Copy the data word for word, keeping every line.

Dataset items:
* * *
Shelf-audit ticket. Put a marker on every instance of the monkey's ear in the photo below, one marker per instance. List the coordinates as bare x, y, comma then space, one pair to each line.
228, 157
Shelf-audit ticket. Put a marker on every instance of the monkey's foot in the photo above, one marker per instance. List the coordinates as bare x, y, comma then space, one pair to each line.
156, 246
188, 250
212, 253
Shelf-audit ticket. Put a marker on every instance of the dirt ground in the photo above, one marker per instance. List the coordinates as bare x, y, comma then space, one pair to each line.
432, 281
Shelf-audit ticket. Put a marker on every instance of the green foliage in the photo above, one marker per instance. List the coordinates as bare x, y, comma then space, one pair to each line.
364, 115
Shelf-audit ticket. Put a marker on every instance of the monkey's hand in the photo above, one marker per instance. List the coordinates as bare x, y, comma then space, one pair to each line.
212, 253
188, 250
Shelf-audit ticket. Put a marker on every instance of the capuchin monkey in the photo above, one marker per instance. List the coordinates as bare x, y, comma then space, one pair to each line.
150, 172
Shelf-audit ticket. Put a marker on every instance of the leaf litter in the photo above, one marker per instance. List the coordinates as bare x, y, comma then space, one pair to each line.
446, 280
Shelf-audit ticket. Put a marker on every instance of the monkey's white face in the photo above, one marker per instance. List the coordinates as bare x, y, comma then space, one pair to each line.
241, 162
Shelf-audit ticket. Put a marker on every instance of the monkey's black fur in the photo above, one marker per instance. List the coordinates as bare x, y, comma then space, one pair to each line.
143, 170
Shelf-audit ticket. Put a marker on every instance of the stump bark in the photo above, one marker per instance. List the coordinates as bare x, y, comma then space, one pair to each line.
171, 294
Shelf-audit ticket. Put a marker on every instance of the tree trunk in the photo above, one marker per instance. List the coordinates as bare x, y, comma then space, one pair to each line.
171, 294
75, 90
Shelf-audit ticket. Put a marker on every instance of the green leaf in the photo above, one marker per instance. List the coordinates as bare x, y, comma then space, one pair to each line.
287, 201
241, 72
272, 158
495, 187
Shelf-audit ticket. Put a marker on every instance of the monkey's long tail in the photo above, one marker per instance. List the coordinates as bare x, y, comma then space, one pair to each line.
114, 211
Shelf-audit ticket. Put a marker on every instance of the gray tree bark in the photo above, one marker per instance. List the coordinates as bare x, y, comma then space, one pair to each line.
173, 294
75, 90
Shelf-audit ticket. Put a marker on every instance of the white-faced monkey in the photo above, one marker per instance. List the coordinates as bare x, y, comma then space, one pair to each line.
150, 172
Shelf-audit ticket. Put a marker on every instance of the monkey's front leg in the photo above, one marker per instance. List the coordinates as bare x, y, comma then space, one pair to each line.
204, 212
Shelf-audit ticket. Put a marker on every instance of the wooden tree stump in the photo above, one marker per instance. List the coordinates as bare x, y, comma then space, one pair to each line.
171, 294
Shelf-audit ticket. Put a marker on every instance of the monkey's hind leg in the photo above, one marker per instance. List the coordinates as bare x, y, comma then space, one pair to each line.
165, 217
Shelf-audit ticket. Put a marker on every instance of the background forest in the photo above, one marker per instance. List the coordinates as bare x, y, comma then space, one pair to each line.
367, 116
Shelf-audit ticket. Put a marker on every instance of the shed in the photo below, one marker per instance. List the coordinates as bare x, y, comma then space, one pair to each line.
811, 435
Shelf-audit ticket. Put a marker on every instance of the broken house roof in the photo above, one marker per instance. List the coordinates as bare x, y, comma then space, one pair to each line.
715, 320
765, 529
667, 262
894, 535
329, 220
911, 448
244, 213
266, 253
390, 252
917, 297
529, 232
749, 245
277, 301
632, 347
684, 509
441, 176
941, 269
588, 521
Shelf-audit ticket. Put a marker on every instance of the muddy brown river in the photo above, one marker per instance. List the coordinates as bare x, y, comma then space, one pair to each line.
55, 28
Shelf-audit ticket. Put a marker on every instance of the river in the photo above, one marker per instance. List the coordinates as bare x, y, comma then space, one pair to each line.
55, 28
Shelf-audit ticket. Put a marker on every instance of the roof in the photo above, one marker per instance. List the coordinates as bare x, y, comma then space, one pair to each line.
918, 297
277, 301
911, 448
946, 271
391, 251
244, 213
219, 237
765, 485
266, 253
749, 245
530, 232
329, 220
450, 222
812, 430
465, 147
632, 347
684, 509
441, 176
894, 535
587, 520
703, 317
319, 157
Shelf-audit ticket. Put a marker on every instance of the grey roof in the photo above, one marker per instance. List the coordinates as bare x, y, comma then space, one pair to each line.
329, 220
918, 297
* * *
*RESPONSE TO THE EXERCISE*
Shelf-audit ticket. Put a marker on every instance of the monkey's ear in the photo below, one marker per instance. List the coordinates as bare x, y, comma then space, one pair to each line.
228, 157
Shelf-audit ticket. Put a marker on every instance of the monkey's foot in the photo above, one marker per instance. List the coordinates as bare x, y, comma then space, one pair to each line.
156, 246
188, 250
212, 253
Shelf-audit ticket. Put a marker on every instance of the dirt ground in the photo above, one marker per instance. List the coordinates as bare x, y, comma then space, one pair to each line.
432, 281
Shelf-audit ticket. Put a marker on every instance of the green foliage in the photo above, one marker per instance. List the coordinates as bare x, y, comma then space, one pair to each line.
364, 115
Shelf-audit ticket. Put a marker on every instance of the monkey's hand in the photo above, one marker per instance. List the coordinates as bare x, y, comma then space, one pair to each line.
212, 253
188, 250
Shelf-audit ticket. Put a marker on every instance of the capuchin monkey in the photo above, one marker per instance. List the coordinates as bare x, y, comma then space, one pair to each line.
150, 172
Shelf-audit ticket. Put a marker on every instance of the leaf litter in the photo above, one marker per instance. List the coordinates as bare x, y, comma then space, one pair to each line.
446, 280
Shelf-audit ticket. Put a marker on every instance of the monkey's white face in the photo above, one marker per instance. List the coordinates as bare x, y, comma then space, one pair to each line.
241, 162
Shelf-audit ticket. Put a marker on every instance of the monkey's black fur in the photo above, one marker per instance. List the coordinates as bare x, y, comma then space, one pair to each line.
143, 170
Shelf-audit ticket. Put a marker on every instance of the stump bark in the photo above, one marker per instance. List the coordinates as bare x, y, comma then space, one pair to each line.
171, 294
Shelf-audit ticket. Put a marker on every instance of the tree trunk in the photo above, one marker per instance. List the coordinates as bare x, y, comma then space, one pair to each line.
171, 294
75, 90
Shelf-audit ticket. Put a marker on every instance of the green leaf in the photo above, one marker per instance. List the coordinates as bare x, y, comma then space, one pair to each line.
287, 201
241, 72
272, 158
495, 187
Shelf-audit ticket. Put a marker on every instance of the monkey's long tail in the photo above, one marker per instance. List the coordinates as bare x, y, comma then space, one pair to each line.
114, 211
Shelf-audit ticket. Put a marker on every instance of the gray tree bark in the photo above, one marker per instance. List the coordinates as bare x, y, comma then space, one pair to each line.
173, 294
75, 90
Shelf-audit ticket. Put a marker on every instance of the white-faced monkey in the photo above, one marker per instance. List the coordinates as bare x, y, comma then space, one pair to each line.
150, 172
Shelf-audit ticket. Put a marker on every instance of the monkey's front leg in the photo above, one marker per instance. List the coordinates as bare x, y, comma then space, one pair to each line.
204, 212
Shelf-audit ticket. Put a marker on every instance of the wooden tree stump in the photo above, one marker per instance. List the coordinates as bare x, y, comma then space, one pair to each line.
171, 294
Shelf-audit ticket. Put a marker on every instance of the monkey's hind leg in the photo above, one marker per instance. List the coordinates as bare x, y, comma then space, one pair to each line.
165, 217
Shelf-audit ticket. Put a marker on every instance of the background forest in the photo above, one marker per instance. List the coordinates as bare x, y, comma then space, one pair to each line.
367, 116
Shelf-audit ticket. Put a marker on every instance of the shed in the photo below, one marker per instance. List the coordinates as bare x, y, comma then space, one pair to each line.
811, 435
Shelf-audit ticket. Put a marker on every instance of the broken house roof in the photo above, one marker per instance. List the coordinates as bare x, y, comma then space, one pair to each line.
715, 320
765, 529
667, 262
894, 535
329, 220
911, 448
244, 213
266, 253
390, 252
917, 297
529, 232
749, 245
277, 301
632, 347
684, 509
441, 176
941, 269
588, 521
Shelf-audit ticket. Put a marker on every instance of the muddy brown river in the photo above, one marker per instance. List the coordinates as bare x, y, comma then space, one pair to each line.
55, 28
Shelf-audit ticket. Put a marker on every instance of the river in the photo above, one marker per instance. List the coordinates as bare x, y, comma then space, one pair to each line.
55, 28
Shelf-audit ticket. Put a marker on every instance of the roof in the photo above, one marker per instance. List the coordinates as bare x, y, comma then space, one pair to each line.
918, 297
277, 301
911, 448
946, 271
391, 251
244, 213
219, 237
765, 485
266, 253
749, 245
530, 232
329, 220
450, 222
812, 430
465, 147
632, 347
684, 509
441, 176
894, 535
587, 520
703, 317
319, 157
Shelf-audit ticket. Put a marker on every instance of the grey roof in the photo above, one marker per instance. List the coordinates as bare x, y, comma then space, one pair to each line.
329, 220
918, 297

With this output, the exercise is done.